__EXERCISE INSTRUCTIONS__.
Repeat every line below exactly, word for word.

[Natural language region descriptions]

-- Opening Marker --

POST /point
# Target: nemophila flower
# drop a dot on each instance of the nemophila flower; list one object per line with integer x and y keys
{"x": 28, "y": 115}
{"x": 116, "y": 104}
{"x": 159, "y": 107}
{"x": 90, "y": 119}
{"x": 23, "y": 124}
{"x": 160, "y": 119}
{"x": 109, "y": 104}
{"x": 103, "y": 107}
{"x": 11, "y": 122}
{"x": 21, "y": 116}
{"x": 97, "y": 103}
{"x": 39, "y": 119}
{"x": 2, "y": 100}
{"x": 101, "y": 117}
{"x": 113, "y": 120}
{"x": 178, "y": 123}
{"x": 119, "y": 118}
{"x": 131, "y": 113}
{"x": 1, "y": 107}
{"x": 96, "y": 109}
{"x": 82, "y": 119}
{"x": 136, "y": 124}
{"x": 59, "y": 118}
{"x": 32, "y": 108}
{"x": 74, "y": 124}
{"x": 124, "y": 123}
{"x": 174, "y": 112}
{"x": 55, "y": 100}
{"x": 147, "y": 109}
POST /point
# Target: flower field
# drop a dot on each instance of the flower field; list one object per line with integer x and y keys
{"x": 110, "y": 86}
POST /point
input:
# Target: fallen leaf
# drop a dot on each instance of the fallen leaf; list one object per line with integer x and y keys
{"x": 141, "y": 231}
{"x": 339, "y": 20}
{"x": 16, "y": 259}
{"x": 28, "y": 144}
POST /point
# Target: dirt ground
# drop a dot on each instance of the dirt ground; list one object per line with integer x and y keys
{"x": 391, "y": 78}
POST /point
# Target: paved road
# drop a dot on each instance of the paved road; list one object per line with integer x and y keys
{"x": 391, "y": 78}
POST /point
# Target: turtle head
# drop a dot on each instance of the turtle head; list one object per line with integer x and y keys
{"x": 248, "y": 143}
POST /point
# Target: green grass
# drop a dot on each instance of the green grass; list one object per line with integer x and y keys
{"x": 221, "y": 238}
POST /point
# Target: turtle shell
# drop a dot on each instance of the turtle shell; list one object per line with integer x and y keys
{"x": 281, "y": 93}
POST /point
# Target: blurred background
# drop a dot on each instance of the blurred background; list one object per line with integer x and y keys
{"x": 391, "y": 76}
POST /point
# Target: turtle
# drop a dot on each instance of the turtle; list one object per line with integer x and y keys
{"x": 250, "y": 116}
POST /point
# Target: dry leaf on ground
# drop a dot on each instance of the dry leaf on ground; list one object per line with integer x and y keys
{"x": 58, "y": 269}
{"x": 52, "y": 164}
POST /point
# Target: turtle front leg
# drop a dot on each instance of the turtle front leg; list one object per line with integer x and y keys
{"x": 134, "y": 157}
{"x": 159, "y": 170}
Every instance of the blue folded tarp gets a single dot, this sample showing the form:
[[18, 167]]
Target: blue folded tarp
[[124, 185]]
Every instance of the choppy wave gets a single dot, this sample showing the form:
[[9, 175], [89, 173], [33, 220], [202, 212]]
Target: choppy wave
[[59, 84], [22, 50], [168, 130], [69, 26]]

-- Closing Marker --

__YOUR SOLUTION__.
POST /point
# Target: nemophila flower
# drop a dot on each instance of the nemophila flower; list one object per line with integer x and y keys
{"x": 28, "y": 115}
{"x": 116, "y": 104}
{"x": 159, "y": 107}
{"x": 90, "y": 119}
{"x": 23, "y": 124}
{"x": 160, "y": 119}
{"x": 109, "y": 104}
{"x": 103, "y": 107}
{"x": 11, "y": 122}
{"x": 21, "y": 116}
{"x": 97, "y": 103}
{"x": 39, "y": 119}
{"x": 2, "y": 100}
{"x": 101, "y": 117}
{"x": 113, "y": 120}
{"x": 178, "y": 123}
{"x": 119, "y": 118}
{"x": 131, "y": 113}
{"x": 1, "y": 107}
{"x": 96, "y": 109}
{"x": 82, "y": 119}
{"x": 136, "y": 124}
{"x": 59, "y": 118}
{"x": 32, "y": 108}
{"x": 74, "y": 124}
{"x": 124, "y": 123}
{"x": 174, "y": 112}
{"x": 55, "y": 100}
{"x": 147, "y": 109}
POST /point
# Target: flower field
# drop a dot on each instance of the flower field; list one object per line with integer x and y keys
{"x": 110, "y": 86}
POST /point
input:
# Target: fallen leaf
# drop a dot on each instance of the fallen leaf; list one object per line with integer x and y keys
{"x": 141, "y": 231}
{"x": 339, "y": 20}
{"x": 16, "y": 259}
{"x": 28, "y": 144}
POST /point
# Target: dirt ground
# drop a dot on each instance of the dirt ground; list one object per line with integer x and y keys
{"x": 391, "y": 78}
POST /point
# Target: paved road
# drop a dot on each instance of the paved road; list one object per line with integer x and y keys
{"x": 391, "y": 78}
POST /point
# Target: turtle head
# drop a dot on each instance of the turtle head; list one object per line with integer x and y keys
{"x": 248, "y": 143}
POST /point
# Target: green grass
# drop a dot on each instance of the green grass; list one object per line with integer x and y keys
{"x": 221, "y": 238}
POST /point
# Target: turtle shell
# drop a dot on each instance of the turtle shell; list one object per line with integer x and y keys
{"x": 281, "y": 93}
POST /point
# Target: blurred background
# drop a dot on each instance of the blurred background; list one object per line with integer x and y keys
{"x": 391, "y": 76}
POST /point
# Target: turtle
# drop a dot on each instance of the turtle; list one object per line with integer x and y keys
{"x": 250, "y": 116}
POST /point
# Target: dry leaf on ground
# drop a dot on each instance of the dry leaf on ground; list one object per line with integer x and y keys
{"x": 58, "y": 269}
{"x": 52, "y": 164}
POST /point
# Target: turtle front leg
# drop a dot on each instance of the turtle front leg; list one object per line with integer x and y keys
{"x": 134, "y": 157}
{"x": 159, "y": 170}
Every instance of the blue folded tarp gets a single dot, this sample showing the form:
[[18, 167]]
Target: blue folded tarp
[[124, 185]]
Every instance of the choppy wave gets a single dot, this sample showing the form:
[[9, 175], [89, 173], [33, 220], [202, 212]]
Target: choppy wave
[[59, 84], [22, 50], [168, 130], [69, 26]]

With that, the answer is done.